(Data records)

--------------------------------------------------

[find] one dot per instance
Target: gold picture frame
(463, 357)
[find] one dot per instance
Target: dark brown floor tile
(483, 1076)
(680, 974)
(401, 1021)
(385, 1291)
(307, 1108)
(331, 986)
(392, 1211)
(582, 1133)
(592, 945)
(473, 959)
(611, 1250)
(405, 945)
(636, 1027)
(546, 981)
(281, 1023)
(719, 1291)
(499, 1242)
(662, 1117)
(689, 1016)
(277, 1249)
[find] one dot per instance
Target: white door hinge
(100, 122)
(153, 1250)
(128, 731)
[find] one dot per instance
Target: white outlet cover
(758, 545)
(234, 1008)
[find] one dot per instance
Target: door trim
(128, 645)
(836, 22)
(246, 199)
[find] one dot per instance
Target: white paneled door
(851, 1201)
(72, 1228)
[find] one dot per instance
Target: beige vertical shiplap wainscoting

--------------------------------------------------

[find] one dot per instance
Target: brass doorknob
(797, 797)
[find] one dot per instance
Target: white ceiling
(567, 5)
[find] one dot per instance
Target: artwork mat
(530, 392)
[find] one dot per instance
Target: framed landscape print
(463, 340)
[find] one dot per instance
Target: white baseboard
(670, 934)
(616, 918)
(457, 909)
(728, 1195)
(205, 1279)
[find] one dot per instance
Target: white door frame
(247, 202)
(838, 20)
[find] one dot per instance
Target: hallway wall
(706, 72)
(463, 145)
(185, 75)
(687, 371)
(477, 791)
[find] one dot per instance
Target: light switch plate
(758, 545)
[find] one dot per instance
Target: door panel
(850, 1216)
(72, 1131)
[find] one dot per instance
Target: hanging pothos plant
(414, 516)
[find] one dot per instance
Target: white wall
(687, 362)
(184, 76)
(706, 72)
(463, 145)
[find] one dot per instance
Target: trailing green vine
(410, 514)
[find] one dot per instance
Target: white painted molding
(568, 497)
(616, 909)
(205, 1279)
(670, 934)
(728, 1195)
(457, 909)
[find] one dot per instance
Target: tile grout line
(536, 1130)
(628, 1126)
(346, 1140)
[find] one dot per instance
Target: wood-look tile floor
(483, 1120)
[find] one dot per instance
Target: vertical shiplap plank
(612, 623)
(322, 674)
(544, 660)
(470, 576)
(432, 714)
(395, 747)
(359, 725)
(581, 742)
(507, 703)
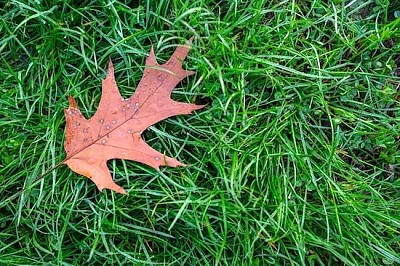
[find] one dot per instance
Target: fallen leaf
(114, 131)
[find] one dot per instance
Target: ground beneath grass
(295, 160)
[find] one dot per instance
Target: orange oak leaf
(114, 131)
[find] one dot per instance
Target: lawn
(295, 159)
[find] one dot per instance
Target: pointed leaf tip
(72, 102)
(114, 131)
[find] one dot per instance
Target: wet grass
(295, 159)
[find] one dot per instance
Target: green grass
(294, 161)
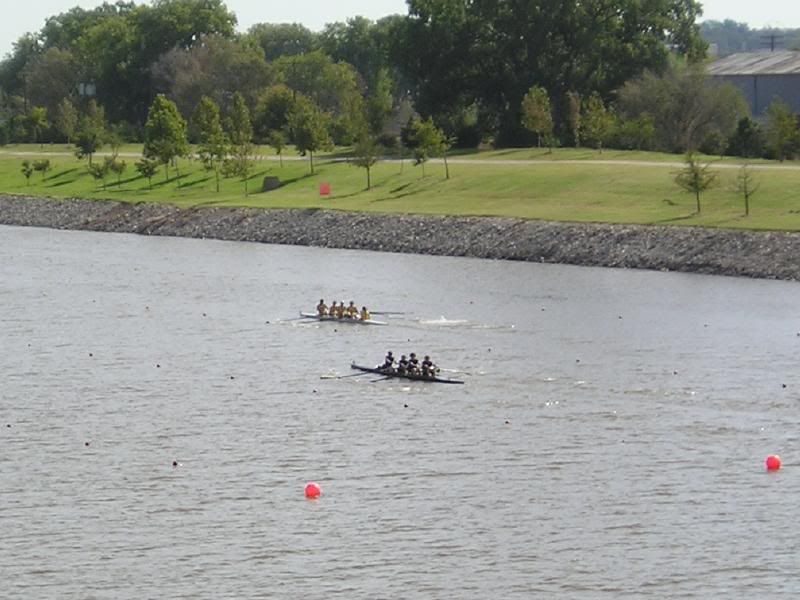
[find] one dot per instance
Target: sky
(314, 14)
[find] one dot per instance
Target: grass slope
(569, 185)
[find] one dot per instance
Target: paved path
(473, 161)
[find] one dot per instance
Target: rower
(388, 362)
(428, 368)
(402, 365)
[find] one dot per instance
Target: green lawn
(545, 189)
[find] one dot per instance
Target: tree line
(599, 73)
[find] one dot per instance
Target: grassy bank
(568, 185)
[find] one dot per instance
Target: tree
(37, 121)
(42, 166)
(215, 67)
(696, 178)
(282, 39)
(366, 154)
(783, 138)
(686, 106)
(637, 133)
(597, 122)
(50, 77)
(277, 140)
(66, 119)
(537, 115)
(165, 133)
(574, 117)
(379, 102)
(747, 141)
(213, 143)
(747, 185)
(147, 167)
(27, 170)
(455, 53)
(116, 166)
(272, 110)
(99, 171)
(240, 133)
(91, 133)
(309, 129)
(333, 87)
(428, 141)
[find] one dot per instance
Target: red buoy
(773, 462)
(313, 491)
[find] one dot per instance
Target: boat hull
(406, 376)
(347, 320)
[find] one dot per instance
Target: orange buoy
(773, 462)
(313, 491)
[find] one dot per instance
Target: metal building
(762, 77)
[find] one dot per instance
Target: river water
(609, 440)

--------------------------------------------------

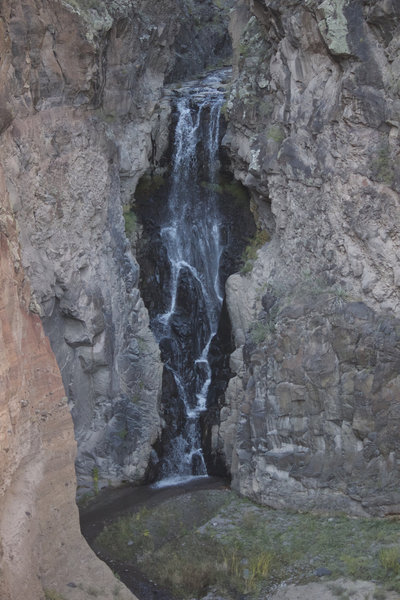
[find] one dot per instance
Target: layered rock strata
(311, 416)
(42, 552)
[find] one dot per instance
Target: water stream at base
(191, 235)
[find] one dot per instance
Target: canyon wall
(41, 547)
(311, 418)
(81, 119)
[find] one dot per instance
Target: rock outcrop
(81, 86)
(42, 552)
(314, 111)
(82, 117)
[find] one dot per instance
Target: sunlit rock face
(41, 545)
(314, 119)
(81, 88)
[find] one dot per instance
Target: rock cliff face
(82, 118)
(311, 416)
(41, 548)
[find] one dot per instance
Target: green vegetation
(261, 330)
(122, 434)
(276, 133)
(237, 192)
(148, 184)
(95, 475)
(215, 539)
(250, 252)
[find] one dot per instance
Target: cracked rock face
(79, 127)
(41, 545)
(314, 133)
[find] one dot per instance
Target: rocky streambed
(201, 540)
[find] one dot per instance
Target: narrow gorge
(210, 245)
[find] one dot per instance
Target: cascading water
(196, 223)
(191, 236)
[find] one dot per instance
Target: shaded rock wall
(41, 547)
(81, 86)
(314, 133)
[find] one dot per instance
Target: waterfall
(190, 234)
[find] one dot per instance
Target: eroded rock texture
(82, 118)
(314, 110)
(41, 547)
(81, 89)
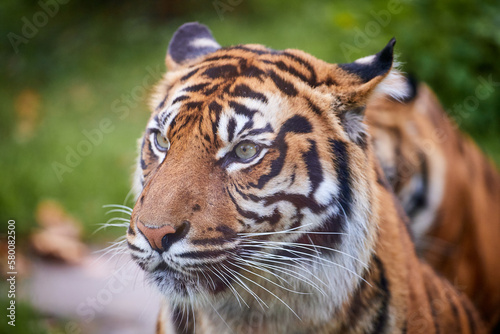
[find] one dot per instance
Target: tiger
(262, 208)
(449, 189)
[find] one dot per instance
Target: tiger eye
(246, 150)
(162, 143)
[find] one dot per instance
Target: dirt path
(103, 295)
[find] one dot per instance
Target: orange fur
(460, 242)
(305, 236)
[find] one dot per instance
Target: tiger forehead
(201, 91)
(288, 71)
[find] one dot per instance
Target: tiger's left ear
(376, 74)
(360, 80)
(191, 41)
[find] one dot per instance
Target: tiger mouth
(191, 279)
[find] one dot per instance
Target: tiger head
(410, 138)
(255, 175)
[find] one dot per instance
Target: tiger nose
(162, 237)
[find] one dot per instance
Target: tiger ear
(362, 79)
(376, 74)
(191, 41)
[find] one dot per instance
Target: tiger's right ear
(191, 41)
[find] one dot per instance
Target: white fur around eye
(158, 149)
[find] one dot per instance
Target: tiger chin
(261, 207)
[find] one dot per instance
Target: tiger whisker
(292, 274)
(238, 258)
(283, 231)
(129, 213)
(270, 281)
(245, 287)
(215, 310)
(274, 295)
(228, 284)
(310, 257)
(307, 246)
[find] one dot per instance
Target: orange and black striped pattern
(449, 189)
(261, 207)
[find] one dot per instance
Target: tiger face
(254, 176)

--------------------------------------------------

▶ **Written task**: Count the lines in the records above that contain the string "shiplap", and reply with that number alone.

▶ **Exercise answer**: 2